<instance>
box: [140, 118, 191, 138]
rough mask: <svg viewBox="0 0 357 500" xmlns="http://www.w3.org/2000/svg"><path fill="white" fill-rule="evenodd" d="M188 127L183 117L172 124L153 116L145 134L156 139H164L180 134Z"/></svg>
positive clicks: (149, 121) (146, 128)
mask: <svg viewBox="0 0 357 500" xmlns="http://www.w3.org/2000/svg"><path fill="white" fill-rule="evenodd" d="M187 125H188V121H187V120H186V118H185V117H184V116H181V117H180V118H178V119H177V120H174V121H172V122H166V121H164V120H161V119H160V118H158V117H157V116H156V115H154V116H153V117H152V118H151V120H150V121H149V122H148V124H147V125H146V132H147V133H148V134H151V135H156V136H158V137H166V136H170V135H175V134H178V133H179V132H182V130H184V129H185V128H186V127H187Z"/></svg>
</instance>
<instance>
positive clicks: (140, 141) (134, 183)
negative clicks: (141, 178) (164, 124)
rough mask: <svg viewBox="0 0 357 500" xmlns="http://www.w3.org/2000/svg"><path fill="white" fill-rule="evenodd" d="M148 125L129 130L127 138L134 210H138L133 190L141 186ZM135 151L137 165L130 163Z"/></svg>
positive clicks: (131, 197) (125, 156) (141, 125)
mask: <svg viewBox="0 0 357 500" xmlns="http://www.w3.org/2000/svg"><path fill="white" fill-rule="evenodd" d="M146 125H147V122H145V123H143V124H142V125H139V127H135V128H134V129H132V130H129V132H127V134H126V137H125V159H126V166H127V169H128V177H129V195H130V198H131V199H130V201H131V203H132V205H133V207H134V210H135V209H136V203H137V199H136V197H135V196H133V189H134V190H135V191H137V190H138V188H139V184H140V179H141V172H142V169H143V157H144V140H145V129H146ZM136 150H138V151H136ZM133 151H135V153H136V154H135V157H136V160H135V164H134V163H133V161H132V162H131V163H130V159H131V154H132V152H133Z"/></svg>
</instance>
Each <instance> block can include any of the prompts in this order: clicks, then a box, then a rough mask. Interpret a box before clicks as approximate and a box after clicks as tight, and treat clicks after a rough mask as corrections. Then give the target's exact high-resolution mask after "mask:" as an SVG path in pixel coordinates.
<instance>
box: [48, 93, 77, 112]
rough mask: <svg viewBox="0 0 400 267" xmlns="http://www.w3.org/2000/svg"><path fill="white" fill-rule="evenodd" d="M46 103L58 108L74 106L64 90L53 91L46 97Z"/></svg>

### Task
Starting at the first line of the rows and ending at the line that contains "positive clicks: (149, 121) (146, 128)", with both ends included, format those lines as a JSON list of strings with one string per line and blank lines omitted.

### Written answer
[
  "<instance>",
  "box: [140, 118, 191, 138]",
  "rough mask: <svg viewBox=\"0 0 357 500\" xmlns=\"http://www.w3.org/2000/svg\"><path fill=\"white\" fill-rule=\"evenodd\" d=\"M188 127L183 117L172 124L153 116L145 134L156 139H164L180 134Z\"/></svg>",
  "positive clicks: (149, 121) (146, 128)"
]